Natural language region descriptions
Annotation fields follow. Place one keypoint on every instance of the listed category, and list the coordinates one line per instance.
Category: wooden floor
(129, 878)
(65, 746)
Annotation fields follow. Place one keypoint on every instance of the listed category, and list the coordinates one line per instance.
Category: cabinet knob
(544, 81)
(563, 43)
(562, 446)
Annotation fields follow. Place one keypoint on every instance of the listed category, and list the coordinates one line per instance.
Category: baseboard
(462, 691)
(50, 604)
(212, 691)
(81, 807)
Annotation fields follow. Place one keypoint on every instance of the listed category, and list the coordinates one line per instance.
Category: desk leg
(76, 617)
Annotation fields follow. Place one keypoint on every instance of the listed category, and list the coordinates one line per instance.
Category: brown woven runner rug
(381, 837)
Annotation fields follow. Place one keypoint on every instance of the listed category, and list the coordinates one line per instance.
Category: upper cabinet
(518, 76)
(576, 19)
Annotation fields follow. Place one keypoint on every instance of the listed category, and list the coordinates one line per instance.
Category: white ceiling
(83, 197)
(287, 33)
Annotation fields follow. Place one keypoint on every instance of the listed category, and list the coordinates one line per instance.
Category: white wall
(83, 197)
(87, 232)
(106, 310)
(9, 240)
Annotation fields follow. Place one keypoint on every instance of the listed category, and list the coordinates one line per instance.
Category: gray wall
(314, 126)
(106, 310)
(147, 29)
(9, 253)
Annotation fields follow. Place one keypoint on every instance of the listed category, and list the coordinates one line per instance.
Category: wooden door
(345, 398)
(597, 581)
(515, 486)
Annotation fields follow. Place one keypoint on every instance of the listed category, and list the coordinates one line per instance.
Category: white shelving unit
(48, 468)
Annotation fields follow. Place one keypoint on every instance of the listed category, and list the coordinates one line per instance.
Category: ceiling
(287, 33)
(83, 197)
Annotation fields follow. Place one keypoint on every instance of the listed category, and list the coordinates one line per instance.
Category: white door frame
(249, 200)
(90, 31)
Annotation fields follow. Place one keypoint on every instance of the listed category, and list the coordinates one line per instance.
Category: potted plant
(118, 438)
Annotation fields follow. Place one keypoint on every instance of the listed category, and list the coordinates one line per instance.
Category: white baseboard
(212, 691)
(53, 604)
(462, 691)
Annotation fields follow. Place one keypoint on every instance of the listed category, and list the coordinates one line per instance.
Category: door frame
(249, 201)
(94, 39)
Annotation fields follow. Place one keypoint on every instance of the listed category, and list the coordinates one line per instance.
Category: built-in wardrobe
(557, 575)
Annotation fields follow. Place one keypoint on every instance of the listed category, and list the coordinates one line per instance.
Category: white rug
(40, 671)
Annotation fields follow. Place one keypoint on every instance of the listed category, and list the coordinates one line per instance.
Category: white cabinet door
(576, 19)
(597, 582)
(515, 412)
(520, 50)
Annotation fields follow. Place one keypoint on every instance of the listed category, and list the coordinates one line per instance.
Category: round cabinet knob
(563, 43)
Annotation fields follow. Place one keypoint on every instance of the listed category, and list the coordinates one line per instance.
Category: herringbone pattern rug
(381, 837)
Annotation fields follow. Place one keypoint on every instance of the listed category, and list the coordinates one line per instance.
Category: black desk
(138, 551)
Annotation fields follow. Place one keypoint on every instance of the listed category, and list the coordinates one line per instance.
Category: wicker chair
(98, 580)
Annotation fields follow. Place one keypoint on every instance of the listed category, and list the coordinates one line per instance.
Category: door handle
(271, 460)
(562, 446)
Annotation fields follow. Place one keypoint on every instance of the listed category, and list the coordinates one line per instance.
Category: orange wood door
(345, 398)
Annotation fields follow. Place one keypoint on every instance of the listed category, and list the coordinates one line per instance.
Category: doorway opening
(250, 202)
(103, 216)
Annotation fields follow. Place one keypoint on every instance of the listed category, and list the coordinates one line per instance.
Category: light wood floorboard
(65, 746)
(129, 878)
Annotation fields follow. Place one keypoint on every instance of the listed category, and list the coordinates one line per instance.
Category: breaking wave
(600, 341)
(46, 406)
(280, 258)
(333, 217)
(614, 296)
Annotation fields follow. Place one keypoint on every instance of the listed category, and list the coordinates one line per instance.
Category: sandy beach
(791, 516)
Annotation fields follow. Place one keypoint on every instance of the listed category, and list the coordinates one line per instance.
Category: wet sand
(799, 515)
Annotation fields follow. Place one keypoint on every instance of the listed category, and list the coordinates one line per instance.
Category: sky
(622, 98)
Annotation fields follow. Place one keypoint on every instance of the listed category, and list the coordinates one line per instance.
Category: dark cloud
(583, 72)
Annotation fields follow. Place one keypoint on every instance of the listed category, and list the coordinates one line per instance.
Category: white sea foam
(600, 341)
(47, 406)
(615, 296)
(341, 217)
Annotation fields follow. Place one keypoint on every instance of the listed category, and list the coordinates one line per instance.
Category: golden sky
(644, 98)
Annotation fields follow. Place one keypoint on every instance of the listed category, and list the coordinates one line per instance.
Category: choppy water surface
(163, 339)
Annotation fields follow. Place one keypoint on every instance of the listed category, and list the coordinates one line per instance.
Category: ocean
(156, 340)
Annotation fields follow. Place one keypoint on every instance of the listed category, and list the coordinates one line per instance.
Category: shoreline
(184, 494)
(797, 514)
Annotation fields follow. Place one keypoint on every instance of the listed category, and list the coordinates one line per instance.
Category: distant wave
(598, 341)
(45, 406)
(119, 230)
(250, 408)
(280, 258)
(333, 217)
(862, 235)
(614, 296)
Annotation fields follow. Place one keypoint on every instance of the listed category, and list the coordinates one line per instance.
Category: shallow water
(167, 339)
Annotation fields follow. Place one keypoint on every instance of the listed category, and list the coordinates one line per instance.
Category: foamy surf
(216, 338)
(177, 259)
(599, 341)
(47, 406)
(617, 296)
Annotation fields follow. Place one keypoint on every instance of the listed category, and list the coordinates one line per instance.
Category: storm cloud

_Assignment_: Please repeat the entries above exactly as they read.

_Answer box_:
Annotation fields follow. Place one keypoint on every instance of the listed category, and list the coordinates one line per instance.
Category: wooden floor
(129, 878)
(65, 746)
Annotation fields follow. Place one keypoint on every instance of the listed category, and list the coordinates one line per instance.
Category: cabinet knob
(544, 81)
(563, 43)
(562, 446)
Annotation fields follow. Place one keypoint on every instance of the listed category, and list the coordinates one line per instance.
Category: baseboard
(462, 691)
(50, 604)
(212, 691)
(81, 807)
Annotation fields follow. Place one keypoint on every instance of the listed category, and list the coordinates one line per instance.
Category: desk leg
(76, 617)
Annotation fields follow. Place one keypoint on every instance of the listed category, and list the coordinates one line per instance.
Category: brown woven runner rug
(381, 837)
Annotation fields follow. Place one keypoint on every instance of the listed category, and list the coordinates one line per instance.
Category: upper cabinet
(518, 76)
(576, 19)
Annotation fields follow. Place one keypoint on every instance of the listed category, and list the coordinates one line per instance.
Category: white ceiling
(83, 197)
(287, 33)
Annotation fields follow. Place one keypoint on every instance of the listed category, and list the coordinates one line per instance.
Category: white wall
(83, 197)
(87, 232)
(106, 310)
(9, 240)
Annotation fields follow. Place one keypoint on every instance of the listed category, and list the coordinates one line per instance.
Category: gray wall
(314, 126)
(106, 310)
(147, 29)
(9, 253)
Annotation fields follow. Place one keypoint on every instance of the listed category, and list the coordinates one line per instance.
Category: wooden door
(345, 398)
(597, 581)
(515, 486)
Annotation fields follow. Place one keypoint on every instance of the listed category, and list the coordinates one line per instance.
Category: white shelving unit
(48, 468)
Annotation fields follow. Place one keypoint on every instance of the listed category, and list the coordinates one line per instance.
Category: ceiling
(287, 33)
(83, 197)
Annotation fields follow. Place one keypoint on every instance of the listed category, and list the coordinates one line per instance.
Category: white door frame
(249, 200)
(90, 31)
Annotation fields follow. Place one keypoint on every instance of the listed category, and list the coordinates one line per instance.
Category: potted plant
(118, 438)
Annotation fields follow. Place one keypoint on every instance of the listed category, and list the coordinates one line per instance.
Category: white baseboard
(212, 691)
(53, 604)
(462, 691)
Annotation fields follow. Place one keypoint on every instance of the listed category, and list the coordinates one line per instance.
Category: door frame
(249, 201)
(94, 39)
Annotation fields follow. Place one keypoint on every instance of the listed category, and list the coordinates one line per instance.
Category: built-in wardrobe
(557, 575)
Annotation fields follow. Place one keypoint on every instance of the listed category, and list the coordinates one line per instance.
Category: white rug
(40, 671)
Annotation fields follow. Place one keypoint on every instance of the listed category, and list the coordinates one line per instance.
Category: white cabinet door
(576, 19)
(597, 582)
(515, 412)
(520, 50)
Annotation fields follow. Place one keypoint on every instance of the listed category, and list the coordinates one line per instance.
Category: round cabinet knob
(563, 43)
Annotation fields follow. Place one keypoint on every instance of the listed category, and list the coordinates one line per instance.
Category: herringbone pattern rug
(381, 837)
Annotation fields follow. Place one keypoint on every instance of the listed category, and list the coordinates one line per instance.
Category: black desk
(138, 551)
Annotation fields follow. Place one keypoint on every instance of the listed category, and list the coordinates one line per instance.
Category: wicker chair
(98, 580)
Annotation fields follow. Place one keypoint on every instance of the listed category, and list the coordinates one line per instance.
Category: door handle
(271, 460)
(562, 446)
Annotation fields follow. Place one keypoint on every instance of the listed category, and list the coordinates one line per instance.
Category: orange wood door
(345, 398)
Annotation fields follow. Place one keypoint on every instance of the listed category, and list the coordinates one line per instance.
Category: doorway opening
(250, 202)
(103, 216)
Annotation fields follow. Place one keypoint on every instance of the listed category, and list the coordinates one line per instance.
Category: light wood floorboard
(65, 746)
(129, 878)
Annotation fields follow. Place one keypoint on every instance of the listed category, and list the coordinates one line per instance.
Category: breaking wave
(600, 341)
(46, 406)
(280, 258)
(333, 217)
(614, 296)
Annotation fields follow. Place one keypoint on every instance of the listed category, and list the coordinates one line per instance.
Category: sandy beach
(791, 516)
Annotation fields follow. Place one keypoint on every instance of the listed category, and list the coordinates one line per instance.
Category: wet sand
(799, 515)
Annotation fields follow. Place one keypoint on every instance of the listed category, and list the coordinates one line per instance.
Category: sky
(622, 98)
Annotation fields follow. Place one keypoint on every instance of the listed category, and list the coordinates one line per instance.
Category: dark cloud
(583, 72)
Annotation fields follow. Place one keypoint on every instance of the listed category, and list the coordinates one line per instance.
Category: white sea foam
(600, 341)
(47, 406)
(615, 296)
(341, 217)
Annotation fields follow. Place one keypoint on every instance of the listed category, and list the coordinates one line per instance.
Category: golden sky
(644, 98)
Annotation fields follow. Place one keypoint on every instance of the listed category, and list the coordinates one line per instance.
Category: choppy water surface
(163, 339)
Annotation fields follow. Place one keypoint on every instance of the listed category, and list the coordinates one line per instance.
Category: ocean
(156, 340)
Annotation fields follow. Place one keypoint on every instance of the listed category, and list the coordinates one line per instance.
Category: shoreline
(184, 494)
(797, 514)
Annotation fields follow. Place one keypoint on every instance of the listed category, and list the coordinates one line per instance.
Category: distant wave
(598, 341)
(45, 406)
(119, 230)
(250, 408)
(280, 258)
(333, 217)
(862, 235)
(614, 296)
Annotation fields follow. Place one keypoint on every instance of the listed category, and list the coordinates one line per instance.
Category: shallow water
(167, 339)
Annotation fields follow. Place one keypoint on every instance of the listed category, and list the coordinates one line per instance.
Category: foamy surf
(216, 338)
(177, 259)
(599, 341)
(47, 406)
(617, 296)
Annotation fields follow. Place one keypoint on every instance of the listed category, and list the coordinates one line per instance.
Category: storm cloud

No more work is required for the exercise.